**DATASET EXCERPTS**.
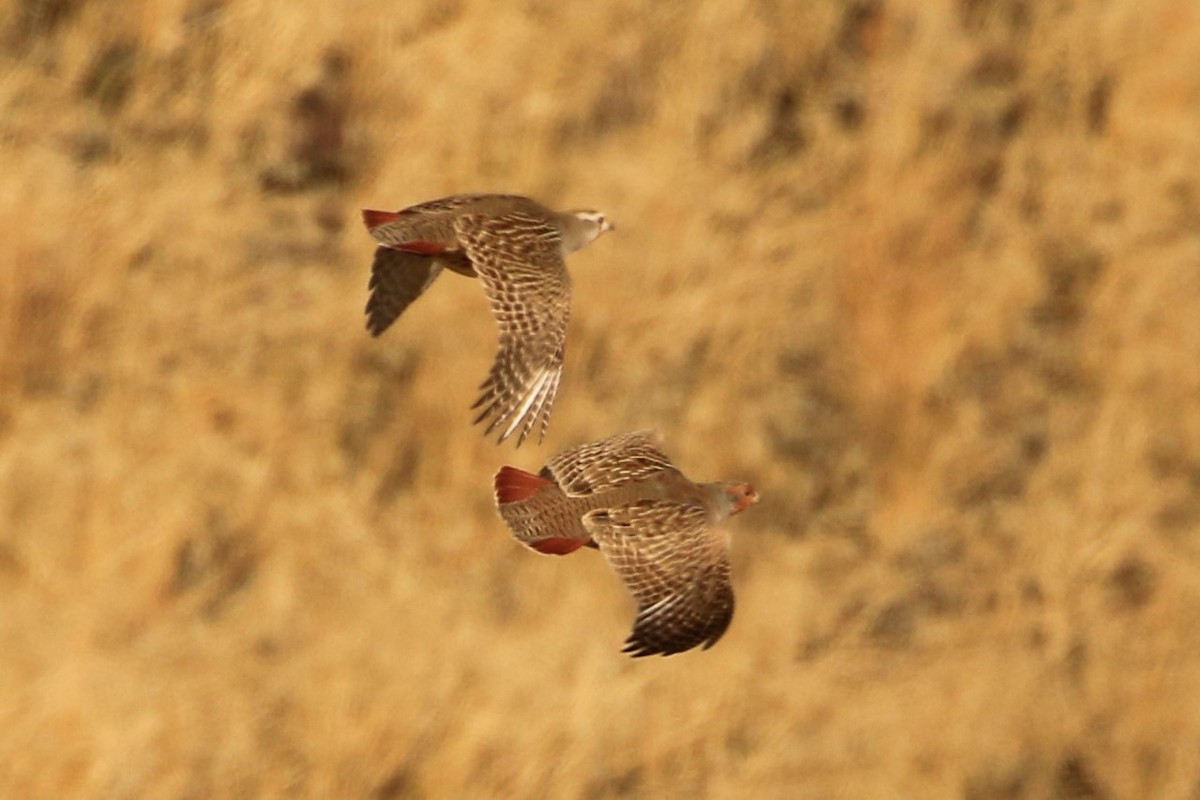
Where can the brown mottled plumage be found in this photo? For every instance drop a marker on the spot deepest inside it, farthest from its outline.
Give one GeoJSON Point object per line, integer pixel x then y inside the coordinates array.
{"type": "Point", "coordinates": [517, 248]}
{"type": "Point", "coordinates": [654, 527]}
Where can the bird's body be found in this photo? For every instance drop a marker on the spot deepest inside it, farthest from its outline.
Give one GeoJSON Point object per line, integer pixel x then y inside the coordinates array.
{"type": "Point", "coordinates": [517, 248]}
{"type": "Point", "coordinates": [654, 527]}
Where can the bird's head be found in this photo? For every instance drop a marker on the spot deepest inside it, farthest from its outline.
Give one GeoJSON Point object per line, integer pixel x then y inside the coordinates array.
{"type": "Point", "coordinates": [741, 495]}
{"type": "Point", "coordinates": [585, 226]}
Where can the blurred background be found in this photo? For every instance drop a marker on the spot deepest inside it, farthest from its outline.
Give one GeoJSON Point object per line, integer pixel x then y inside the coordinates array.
{"type": "Point", "coordinates": [928, 274]}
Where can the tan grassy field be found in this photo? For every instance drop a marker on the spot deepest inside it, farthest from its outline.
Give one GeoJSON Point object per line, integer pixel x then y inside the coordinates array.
{"type": "Point", "coordinates": [928, 274]}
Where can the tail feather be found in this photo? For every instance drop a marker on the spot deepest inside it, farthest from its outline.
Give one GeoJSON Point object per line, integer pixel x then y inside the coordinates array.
{"type": "Point", "coordinates": [514, 485]}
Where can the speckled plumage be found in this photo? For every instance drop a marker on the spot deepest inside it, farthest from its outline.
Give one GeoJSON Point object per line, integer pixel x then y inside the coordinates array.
{"type": "Point", "coordinates": [517, 248]}
{"type": "Point", "coordinates": [654, 527]}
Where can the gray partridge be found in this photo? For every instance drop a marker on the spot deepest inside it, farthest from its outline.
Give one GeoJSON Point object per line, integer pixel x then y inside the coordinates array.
{"type": "Point", "coordinates": [517, 247]}
{"type": "Point", "coordinates": [654, 527]}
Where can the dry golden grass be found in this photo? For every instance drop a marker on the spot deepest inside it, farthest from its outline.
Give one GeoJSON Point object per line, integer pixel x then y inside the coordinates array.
{"type": "Point", "coordinates": [925, 272]}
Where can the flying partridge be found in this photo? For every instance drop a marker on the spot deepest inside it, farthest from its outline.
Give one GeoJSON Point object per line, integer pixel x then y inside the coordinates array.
{"type": "Point", "coordinates": [654, 527]}
{"type": "Point", "coordinates": [517, 248]}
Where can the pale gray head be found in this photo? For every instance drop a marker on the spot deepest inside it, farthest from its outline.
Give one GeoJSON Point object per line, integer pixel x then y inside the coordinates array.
{"type": "Point", "coordinates": [731, 498]}
{"type": "Point", "coordinates": [581, 227]}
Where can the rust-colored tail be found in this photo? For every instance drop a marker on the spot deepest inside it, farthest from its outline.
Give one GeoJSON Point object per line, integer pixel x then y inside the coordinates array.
{"type": "Point", "coordinates": [514, 485]}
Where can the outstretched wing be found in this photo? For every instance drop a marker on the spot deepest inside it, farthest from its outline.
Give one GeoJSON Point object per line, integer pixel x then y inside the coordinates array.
{"type": "Point", "coordinates": [397, 278]}
{"type": "Point", "coordinates": [605, 464]}
{"type": "Point", "coordinates": [676, 569]}
{"type": "Point", "coordinates": [519, 258]}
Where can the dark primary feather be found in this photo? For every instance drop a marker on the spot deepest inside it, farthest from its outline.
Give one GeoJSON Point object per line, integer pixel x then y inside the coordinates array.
{"type": "Point", "coordinates": [676, 571]}
{"type": "Point", "coordinates": [397, 278]}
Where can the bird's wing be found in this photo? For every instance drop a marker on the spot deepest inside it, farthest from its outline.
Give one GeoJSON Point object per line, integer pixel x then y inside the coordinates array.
{"type": "Point", "coordinates": [519, 258]}
{"type": "Point", "coordinates": [603, 465]}
{"type": "Point", "coordinates": [397, 278]}
{"type": "Point", "coordinates": [676, 569]}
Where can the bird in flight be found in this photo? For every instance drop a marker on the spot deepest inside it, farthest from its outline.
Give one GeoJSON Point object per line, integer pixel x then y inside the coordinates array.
{"type": "Point", "coordinates": [657, 529]}
{"type": "Point", "coordinates": [517, 247]}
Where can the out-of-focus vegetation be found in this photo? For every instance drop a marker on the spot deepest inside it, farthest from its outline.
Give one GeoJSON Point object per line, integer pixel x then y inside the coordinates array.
{"type": "Point", "coordinates": [928, 274]}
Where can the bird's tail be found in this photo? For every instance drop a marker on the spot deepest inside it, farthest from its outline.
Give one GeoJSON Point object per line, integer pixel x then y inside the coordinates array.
{"type": "Point", "coordinates": [514, 485]}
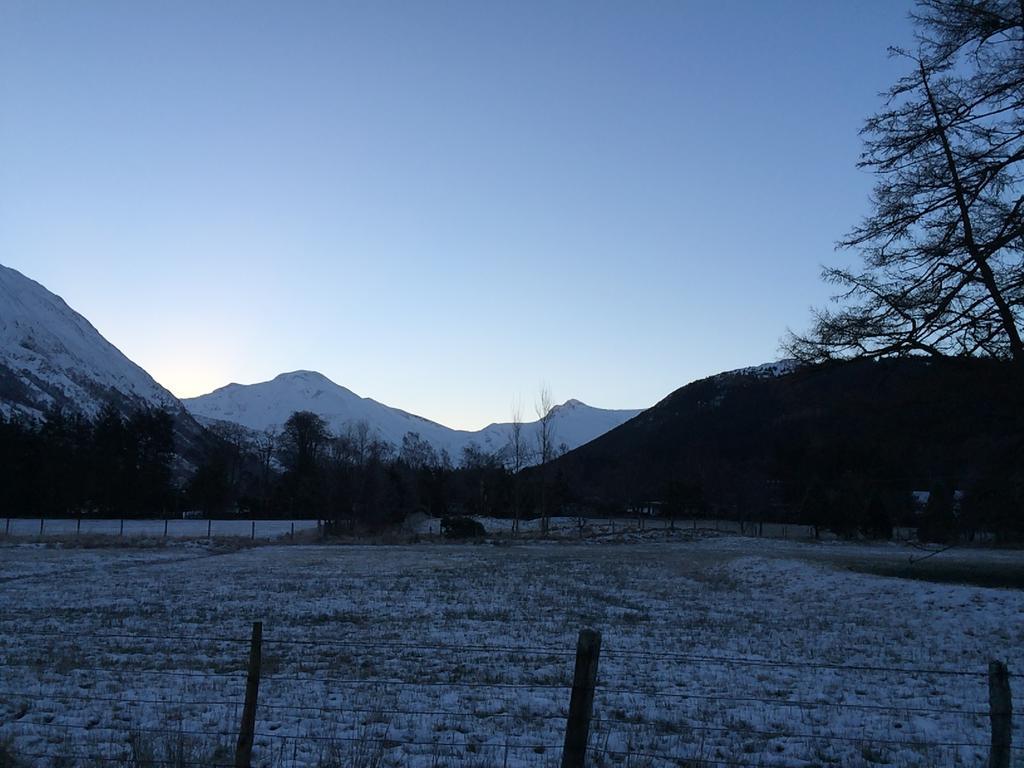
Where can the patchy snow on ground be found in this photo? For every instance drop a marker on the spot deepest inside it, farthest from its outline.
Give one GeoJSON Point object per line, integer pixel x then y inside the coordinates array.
{"type": "Point", "coordinates": [727, 650]}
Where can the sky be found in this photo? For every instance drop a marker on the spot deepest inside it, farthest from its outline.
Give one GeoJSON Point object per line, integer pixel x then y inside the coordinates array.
{"type": "Point", "coordinates": [440, 205]}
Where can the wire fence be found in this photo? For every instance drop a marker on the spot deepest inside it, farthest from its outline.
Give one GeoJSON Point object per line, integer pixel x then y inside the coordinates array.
{"type": "Point", "coordinates": [140, 699]}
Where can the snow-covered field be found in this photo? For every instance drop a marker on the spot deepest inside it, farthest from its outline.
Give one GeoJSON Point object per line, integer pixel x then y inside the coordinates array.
{"type": "Point", "coordinates": [729, 650]}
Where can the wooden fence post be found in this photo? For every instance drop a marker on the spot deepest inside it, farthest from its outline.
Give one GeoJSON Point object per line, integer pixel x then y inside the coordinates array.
{"type": "Point", "coordinates": [1000, 715]}
{"type": "Point", "coordinates": [244, 751]}
{"type": "Point", "coordinates": [582, 701]}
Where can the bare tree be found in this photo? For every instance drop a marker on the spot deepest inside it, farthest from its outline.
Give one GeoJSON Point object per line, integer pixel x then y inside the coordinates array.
{"type": "Point", "coordinates": [518, 455]}
{"type": "Point", "coordinates": [545, 448]}
{"type": "Point", "coordinates": [943, 247]}
{"type": "Point", "coordinates": [266, 445]}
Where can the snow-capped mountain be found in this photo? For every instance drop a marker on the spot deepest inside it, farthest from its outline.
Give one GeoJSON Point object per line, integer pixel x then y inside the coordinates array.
{"type": "Point", "coordinates": [267, 406]}
{"type": "Point", "coordinates": [50, 355]}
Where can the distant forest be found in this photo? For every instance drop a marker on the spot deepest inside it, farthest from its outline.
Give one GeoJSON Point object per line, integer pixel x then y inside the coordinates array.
{"type": "Point", "coordinates": [853, 448]}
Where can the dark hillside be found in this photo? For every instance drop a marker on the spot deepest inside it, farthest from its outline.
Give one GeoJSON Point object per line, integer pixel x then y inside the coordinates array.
{"type": "Point", "coordinates": [843, 441]}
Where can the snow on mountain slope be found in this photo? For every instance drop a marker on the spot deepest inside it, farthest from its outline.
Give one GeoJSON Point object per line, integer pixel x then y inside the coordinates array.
{"type": "Point", "coordinates": [51, 355]}
{"type": "Point", "coordinates": [267, 406]}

**EXERCISE PROMPT**. Once the pictures are set aside, copy the remaining text of every entry exactly.

**THE COMPLETED TASK**.
Where can the brown mottled plumage be found in this photo? For every instance drop a marker on the spot deepest inside it, farthest from its outline.
Give one GeoJSON Point object per line, integer pixel x then y inside the coordinates array.
{"type": "Point", "coordinates": [517, 248]}
{"type": "Point", "coordinates": [654, 527]}
Where can the bird's body be found in this photo? For every instance drop a marker on the spot deepest inside it, farthest from its outline.
Give one GeoJSON Point object per line, integer pixel x then y inside the coordinates array.
{"type": "Point", "coordinates": [517, 248]}
{"type": "Point", "coordinates": [654, 527]}
Where can the bird's head be found in this photo? For every instance drop a marker on the spot deepest inside it, farthest from its outline.
Give one GeoJSON Point object per line, integer pixel x then y inside the coordinates array.
{"type": "Point", "coordinates": [741, 495]}
{"type": "Point", "coordinates": [585, 226]}
Where can the blurred background be found in this photo? For every instance drop a marker on the spot deepest inside it, farthest from its outline.
Give one GeoJSON Point object per line, integer pixel x then y inside the coordinates array.
{"type": "Point", "coordinates": [928, 274]}
Where can the tan grassy field be found in this photo? For every instance drop a marker on the spot deepest inside it, farthest from its outline.
Give one GeoJSON Point object per line, integer pixel x then y inside the coordinates array.
{"type": "Point", "coordinates": [928, 274]}
Where can the tail feather be found in this photo? For every instance drop a marker on the spot deepest inside it, farthest from its outline.
Give one GeoJSON Point object per line, integer pixel x then y inside the coordinates array.
{"type": "Point", "coordinates": [514, 485]}
Where can the speckled plumage be found in this photo? For every instance drop a marker on the spot deepest inside it, farthest from its outline.
Give one GeoJSON Point object per line, integer pixel x then y inside the coordinates array.
{"type": "Point", "coordinates": [517, 248]}
{"type": "Point", "coordinates": [654, 527]}
Where can the gray partridge be found in this photo? For every instance drop a marker on the spot deepest inside it, farthest from its outline.
Give one GeoJSON Point object per line, integer pixel x then y inside the coordinates array.
{"type": "Point", "coordinates": [517, 247]}
{"type": "Point", "coordinates": [654, 527]}
Where can the dry golden grass be found in this photo? For every instance drop a marker on the spot deepest inside it, farthest from its outline.
Give one GeoJSON Point object per line, integer pixel x then y inside the coordinates array.
{"type": "Point", "coordinates": [925, 272]}
Where can the flying partridge be found in this photo? For every instance drop a marker on the spot deepest inside it, farthest from its outline.
Give one GeoJSON Point object per line, integer pixel x then y inside the coordinates array.
{"type": "Point", "coordinates": [654, 527]}
{"type": "Point", "coordinates": [517, 248]}
Where can the pale gray head be found in this photo? For every instance drop a marker on the spot deepest inside it, farthest from its outline.
Give one GeoJSON Point object per line, integer pixel x then y inside the coordinates array.
{"type": "Point", "coordinates": [731, 498]}
{"type": "Point", "coordinates": [581, 227]}
Where can the rust-colored tail be found in this photo? For every instance drop a marker on the spot deepest inside it, farthest from its outline.
Give one GeoJSON Point object per line, integer pixel x then y inside the coordinates array.
{"type": "Point", "coordinates": [514, 485]}
Where can the outstretched wing be found in this photo? For every instance drop a marker on the spot deepest inside it, farthest from its outline.
Give one GeoJSON Point object per line, integer pixel x then y inside the coordinates array.
{"type": "Point", "coordinates": [397, 278]}
{"type": "Point", "coordinates": [605, 464]}
{"type": "Point", "coordinates": [676, 569]}
{"type": "Point", "coordinates": [519, 258]}
Where can the dark primary feather be found in this photo? For every instance drop a marker on the spot deepest inside it, farthest from its outline.
Give one GeoJSON Point object per line, integer pixel x then y inside the coordinates array.
{"type": "Point", "coordinates": [676, 571]}
{"type": "Point", "coordinates": [397, 278]}
Where can the bird's wing be found in this photo? For every instance drop a marker on the spot deepest inside it, farthest from its outline.
Give one GeoJSON Point object per line, integer pixel x then y inside the coordinates array.
{"type": "Point", "coordinates": [519, 258]}
{"type": "Point", "coordinates": [603, 465]}
{"type": "Point", "coordinates": [397, 278]}
{"type": "Point", "coordinates": [676, 569]}
Where can the bird in flight be found in this photo? For every instance drop a marker on the spot deepest inside it, farthest from its outline.
Give one GeoJSON Point object per line, integer pixel x then y inside the coordinates array.
{"type": "Point", "coordinates": [657, 529]}
{"type": "Point", "coordinates": [517, 247]}
Where can the out-of-focus vegetation be found in this photo? For every instance drop a marker on the spot deepest inside it, farthest from its outline.
Give one GeoJSON Point object per line, integer pixel x then y inside the coordinates array.
{"type": "Point", "coordinates": [928, 274]}
Where can the bird's tail be found in this photo? For every instance drop a marker on the spot deepest inside it, farthest from its outline.
Give one GeoJSON Point object per line, integer pixel x then y inside the coordinates array.
{"type": "Point", "coordinates": [514, 485]}
Where can the patchy snow on ground be found in this photo? For every instance drop a marker on the spot deepest inside it, farthest from its outline.
Give one GeoJSON Point object per line, integer pixel x then y inside the coordinates array.
{"type": "Point", "coordinates": [727, 650]}
Where can the sky be found in this photo? For every instance drop a marker on the spot deepest inside it, farthest from its outline.
Give one GeoJSON Point object per line, integer pixel x then y inside the coordinates array.
{"type": "Point", "coordinates": [440, 205]}
Where can the wire fence be found in this photo? For every instance drop a marker on the spot deepest inside it, farthest from its outline.
Give one GeoJSON Point object per line, integer pixel x then y inside the coordinates array.
{"type": "Point", "coordinates": [140, 699]}
Where can the snow-covered field be found in this photo? For every instance drop a marker on the spot deepest inside it, farthest from its outline.
Give one GeoJSON Point object per line, integer pixel x then y inside the coordinates array.
{"type": "Point", "coordinates": [729, 650]}
Where can the wooden fence post be found in this photo? For every instance drop a marker on the spot deepest inside it, farthest from its outline.
Give one GeoJSON Point object per line, integer pixel x then y inside the coordinates array.
{"type": "Point", "coordinates": [1000, 715]}
{"type": "Point", "coordinates": [244, 751]}
{"type": "Point", "coordinates": [582, 701]}
Where can the bare tree be found in this photo? For every instance drop a marker on the spot deepest inside it, farthest from its outline.
Give one GeoJSON Point object per line, integer pixel x then y inside the coordinates array.
{"type": "Point", "coordinates": [518, 455]}
{"type": "Point", "coordinates": [545, 448]}
{"type": "Point", "coordinates": [943, 247]}
{"type": "Point", "coordinates": [266, 445]}
Where can the snow-capped mountain be found in this photo? For every instance drop a marker on the spot deepest inside it, farthest from its outline.
Give one GeoJSON Point object per line, integer pixel x then y inside the coordinates array.
{"type": "Point", "coordinates": [267, 406]}
{"type": "Point", "coordinates": [50, 355]}
Where can the distant forest be found in this photo? For every instance drop a marker on the spot deepest inside it, farthest from its outline.
Give one GeoJSON Point object per line, integer pixel x then y inside the coordinates array.
{"type": "Point", "coordinates": [853, 448]}
Where can the dark hillside be found in this photo? For every instance drop a marker on the spot deepest inside it, farthest from its outline.
Give one GeoJSON Point object per line, integer pixel x then y inside the coordinates array.
{"type": "Point", "coordinates": [843, 441]}
Where can the snow on mountain slope be found in this photo? For every instance drop a marker on the spot deepest inside it, farthest from its outline.
Give one GeoJSON Point object per line, integer pixel x then y inside the coordinates array.
{"type": "Point", "coordinates": [51, 355]}
{"type": "Point", "coordinates": [267, 406]}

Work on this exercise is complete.